### HOW TO COMPLETE THIS TASK
Reproduce verbatim only the line that holds "Annotation task — locate each instance of the home" and the lines that follow it to the end of the listing.

### DATA FOR REVIEW
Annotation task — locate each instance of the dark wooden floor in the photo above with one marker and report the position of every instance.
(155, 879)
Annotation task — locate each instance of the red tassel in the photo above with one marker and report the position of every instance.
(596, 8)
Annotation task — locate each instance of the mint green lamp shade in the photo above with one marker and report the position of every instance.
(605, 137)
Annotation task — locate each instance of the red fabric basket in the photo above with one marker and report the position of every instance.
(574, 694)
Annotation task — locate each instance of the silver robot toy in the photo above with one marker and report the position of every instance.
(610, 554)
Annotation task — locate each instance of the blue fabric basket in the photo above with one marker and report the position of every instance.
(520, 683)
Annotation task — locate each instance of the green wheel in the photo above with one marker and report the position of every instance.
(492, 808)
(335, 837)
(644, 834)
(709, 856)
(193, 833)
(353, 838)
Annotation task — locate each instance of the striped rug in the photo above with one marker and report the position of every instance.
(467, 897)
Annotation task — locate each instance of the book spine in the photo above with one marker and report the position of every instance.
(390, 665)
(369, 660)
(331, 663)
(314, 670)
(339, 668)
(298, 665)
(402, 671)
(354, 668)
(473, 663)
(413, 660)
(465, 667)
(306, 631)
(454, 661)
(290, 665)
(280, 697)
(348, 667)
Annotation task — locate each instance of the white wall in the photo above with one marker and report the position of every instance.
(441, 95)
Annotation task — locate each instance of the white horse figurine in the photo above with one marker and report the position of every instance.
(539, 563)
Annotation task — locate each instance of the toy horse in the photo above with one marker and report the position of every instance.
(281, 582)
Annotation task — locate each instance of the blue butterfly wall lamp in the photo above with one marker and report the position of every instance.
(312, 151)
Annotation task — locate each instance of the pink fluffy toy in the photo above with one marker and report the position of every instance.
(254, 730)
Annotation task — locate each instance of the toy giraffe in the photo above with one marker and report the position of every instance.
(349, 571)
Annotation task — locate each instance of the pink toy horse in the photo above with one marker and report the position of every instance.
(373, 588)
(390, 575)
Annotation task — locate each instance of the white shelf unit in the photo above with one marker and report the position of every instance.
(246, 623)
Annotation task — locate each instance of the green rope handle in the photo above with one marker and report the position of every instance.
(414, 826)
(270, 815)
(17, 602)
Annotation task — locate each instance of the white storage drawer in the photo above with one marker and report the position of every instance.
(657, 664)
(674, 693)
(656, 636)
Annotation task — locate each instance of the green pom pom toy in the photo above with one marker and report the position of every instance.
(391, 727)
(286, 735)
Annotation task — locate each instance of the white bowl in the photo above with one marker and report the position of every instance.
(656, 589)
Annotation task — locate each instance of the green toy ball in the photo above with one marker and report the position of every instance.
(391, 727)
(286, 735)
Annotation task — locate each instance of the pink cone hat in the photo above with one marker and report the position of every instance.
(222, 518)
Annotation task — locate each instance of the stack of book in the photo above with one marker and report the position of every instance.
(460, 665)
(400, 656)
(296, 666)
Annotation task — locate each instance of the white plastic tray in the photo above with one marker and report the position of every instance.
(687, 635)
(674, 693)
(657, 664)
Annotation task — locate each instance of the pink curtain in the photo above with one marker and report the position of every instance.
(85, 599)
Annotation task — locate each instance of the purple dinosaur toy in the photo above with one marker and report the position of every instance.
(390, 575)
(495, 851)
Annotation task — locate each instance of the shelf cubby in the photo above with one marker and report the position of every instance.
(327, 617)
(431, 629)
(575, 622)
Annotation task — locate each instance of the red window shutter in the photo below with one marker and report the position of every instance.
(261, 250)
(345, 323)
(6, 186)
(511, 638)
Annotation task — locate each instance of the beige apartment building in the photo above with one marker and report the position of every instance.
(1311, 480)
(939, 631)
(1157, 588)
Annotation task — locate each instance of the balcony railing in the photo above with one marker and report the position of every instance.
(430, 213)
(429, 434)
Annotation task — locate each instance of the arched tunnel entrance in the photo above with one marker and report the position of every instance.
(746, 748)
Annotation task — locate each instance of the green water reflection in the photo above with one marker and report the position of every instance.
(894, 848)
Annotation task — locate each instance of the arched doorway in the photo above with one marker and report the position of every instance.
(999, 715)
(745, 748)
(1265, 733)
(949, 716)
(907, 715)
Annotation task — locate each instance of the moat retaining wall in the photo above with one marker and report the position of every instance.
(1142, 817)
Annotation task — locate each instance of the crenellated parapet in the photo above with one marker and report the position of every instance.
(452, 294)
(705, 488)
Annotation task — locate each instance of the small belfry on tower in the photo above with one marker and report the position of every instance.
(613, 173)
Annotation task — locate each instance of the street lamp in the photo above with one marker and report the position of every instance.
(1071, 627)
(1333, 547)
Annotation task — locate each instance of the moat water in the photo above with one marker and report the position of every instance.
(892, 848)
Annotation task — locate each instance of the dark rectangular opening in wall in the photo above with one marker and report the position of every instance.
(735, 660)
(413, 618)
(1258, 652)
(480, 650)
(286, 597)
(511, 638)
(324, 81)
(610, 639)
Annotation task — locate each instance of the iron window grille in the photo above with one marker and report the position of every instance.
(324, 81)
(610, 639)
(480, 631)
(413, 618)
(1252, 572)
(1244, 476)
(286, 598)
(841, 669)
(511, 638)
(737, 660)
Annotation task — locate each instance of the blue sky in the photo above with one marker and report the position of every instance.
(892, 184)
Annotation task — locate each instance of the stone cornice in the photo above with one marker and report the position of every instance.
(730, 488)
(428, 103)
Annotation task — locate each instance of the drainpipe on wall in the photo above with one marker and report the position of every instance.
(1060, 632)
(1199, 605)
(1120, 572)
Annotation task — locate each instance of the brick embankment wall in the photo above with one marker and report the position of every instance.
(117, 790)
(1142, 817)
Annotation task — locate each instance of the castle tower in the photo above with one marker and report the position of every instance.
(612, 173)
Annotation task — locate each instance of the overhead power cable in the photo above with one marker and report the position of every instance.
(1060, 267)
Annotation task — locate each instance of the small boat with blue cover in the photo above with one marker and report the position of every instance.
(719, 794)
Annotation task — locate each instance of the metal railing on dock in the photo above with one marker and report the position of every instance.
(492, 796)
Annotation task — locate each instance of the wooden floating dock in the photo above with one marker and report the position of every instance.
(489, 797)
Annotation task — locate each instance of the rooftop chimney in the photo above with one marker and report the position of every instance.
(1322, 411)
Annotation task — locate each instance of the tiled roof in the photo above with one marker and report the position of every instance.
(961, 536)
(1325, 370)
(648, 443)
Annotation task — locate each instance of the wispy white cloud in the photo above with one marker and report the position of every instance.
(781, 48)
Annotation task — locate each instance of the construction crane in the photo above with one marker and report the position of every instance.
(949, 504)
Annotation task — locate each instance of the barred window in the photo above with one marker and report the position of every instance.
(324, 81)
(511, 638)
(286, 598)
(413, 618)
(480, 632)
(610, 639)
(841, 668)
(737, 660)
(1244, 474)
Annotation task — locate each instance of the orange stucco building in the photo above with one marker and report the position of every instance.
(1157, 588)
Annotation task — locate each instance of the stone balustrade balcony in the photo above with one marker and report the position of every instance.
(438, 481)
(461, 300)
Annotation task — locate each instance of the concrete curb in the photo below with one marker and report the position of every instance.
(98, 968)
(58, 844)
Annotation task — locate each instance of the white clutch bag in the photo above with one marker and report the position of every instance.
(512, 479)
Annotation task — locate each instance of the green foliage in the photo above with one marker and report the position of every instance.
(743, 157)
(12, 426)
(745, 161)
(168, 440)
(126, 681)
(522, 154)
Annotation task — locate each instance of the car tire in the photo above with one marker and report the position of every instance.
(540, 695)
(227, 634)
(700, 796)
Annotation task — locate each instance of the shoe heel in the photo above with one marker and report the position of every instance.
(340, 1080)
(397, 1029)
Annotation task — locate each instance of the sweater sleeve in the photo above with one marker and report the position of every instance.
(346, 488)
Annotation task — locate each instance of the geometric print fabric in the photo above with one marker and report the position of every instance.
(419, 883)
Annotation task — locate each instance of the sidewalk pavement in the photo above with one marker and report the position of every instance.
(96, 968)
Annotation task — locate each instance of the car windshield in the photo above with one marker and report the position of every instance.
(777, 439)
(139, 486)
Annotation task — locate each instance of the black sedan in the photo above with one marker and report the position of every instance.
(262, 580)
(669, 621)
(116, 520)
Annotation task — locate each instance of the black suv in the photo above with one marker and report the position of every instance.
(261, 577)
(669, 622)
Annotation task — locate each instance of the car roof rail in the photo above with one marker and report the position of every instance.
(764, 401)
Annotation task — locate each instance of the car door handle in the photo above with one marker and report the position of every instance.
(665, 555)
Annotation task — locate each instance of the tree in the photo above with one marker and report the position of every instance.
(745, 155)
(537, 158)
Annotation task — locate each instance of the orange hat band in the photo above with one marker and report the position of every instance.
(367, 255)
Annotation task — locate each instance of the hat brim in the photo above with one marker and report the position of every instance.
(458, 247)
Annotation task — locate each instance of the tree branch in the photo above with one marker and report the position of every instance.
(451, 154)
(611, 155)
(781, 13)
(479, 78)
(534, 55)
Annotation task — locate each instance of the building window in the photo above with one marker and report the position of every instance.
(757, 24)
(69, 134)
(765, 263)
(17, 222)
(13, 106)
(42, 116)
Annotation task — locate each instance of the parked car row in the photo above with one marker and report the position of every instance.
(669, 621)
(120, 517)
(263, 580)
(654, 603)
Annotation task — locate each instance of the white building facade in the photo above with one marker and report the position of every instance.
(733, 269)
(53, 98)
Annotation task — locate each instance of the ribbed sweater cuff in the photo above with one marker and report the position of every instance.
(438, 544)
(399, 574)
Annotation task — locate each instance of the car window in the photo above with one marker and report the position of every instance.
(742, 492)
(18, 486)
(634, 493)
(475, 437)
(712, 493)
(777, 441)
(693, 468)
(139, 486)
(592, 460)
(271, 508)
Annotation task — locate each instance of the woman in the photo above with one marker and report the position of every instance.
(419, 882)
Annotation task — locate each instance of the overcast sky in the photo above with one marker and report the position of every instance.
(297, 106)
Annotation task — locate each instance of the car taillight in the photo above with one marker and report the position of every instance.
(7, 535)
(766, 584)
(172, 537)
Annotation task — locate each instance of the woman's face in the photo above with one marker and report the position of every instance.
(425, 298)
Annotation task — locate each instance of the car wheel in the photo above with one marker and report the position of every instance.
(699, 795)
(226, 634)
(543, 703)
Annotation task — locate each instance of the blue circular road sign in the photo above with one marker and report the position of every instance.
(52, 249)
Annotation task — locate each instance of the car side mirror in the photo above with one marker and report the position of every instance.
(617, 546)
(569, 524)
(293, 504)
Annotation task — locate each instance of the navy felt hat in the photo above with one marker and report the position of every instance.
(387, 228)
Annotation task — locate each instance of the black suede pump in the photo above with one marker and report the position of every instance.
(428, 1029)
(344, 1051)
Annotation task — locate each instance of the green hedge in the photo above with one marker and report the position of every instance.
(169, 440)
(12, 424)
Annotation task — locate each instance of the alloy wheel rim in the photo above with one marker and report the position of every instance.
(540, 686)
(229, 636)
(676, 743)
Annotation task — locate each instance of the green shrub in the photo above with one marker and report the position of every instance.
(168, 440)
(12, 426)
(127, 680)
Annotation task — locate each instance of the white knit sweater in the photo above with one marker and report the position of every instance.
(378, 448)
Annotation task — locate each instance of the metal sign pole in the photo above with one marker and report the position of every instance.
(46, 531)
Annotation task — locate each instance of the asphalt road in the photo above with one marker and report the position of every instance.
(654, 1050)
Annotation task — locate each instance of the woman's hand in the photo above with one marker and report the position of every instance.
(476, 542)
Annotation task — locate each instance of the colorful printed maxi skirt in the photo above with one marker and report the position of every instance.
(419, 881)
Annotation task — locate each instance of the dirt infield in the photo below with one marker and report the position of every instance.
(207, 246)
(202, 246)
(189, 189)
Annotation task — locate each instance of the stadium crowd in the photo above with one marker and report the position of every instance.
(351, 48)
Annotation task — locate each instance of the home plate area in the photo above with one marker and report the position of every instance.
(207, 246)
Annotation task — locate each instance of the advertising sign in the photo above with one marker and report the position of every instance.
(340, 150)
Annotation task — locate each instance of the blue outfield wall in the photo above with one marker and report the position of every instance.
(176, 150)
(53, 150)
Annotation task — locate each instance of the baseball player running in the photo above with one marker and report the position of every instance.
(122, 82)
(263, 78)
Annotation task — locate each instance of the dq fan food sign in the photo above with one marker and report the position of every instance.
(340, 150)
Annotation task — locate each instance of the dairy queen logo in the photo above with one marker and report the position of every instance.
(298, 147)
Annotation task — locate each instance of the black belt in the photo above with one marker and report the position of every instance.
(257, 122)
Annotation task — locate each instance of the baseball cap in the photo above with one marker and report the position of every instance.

### EXPECTED ANSWER
Annotation task — locate each instance of the home plate area in the photo above with one marker and report the position of every instance.
(207, 246)
Annotation task — locate each instance of the advertising sign in the photo above with one marker and report the position of every instance.
(340, 150)
Annotation task — locate each instance of the blue outfield wall in the photo above with one marker and report the position of every instance.
(176, 150)
(53, 150)
Annotation task — locate each instance of the baseball player running in the photo above with one marker and report the position of every instance.
(122, 82)
(263, 78)
Annotation task — locate each instance of the dq fan food sign in the photo above with one marker and report the position of every instance.
(340, 150)
Annotation task — locate each instance of the dairy queen logo in the photo above with one marker and report the position of every instance.
(298, 147)
Annotation task — locate each instance of the black belt in the photo above with one marker and report the position of every instance.
(257, 122)
Annotation task — locate each instance of the baseball cap in the photo above with one marker and report the position of every instance.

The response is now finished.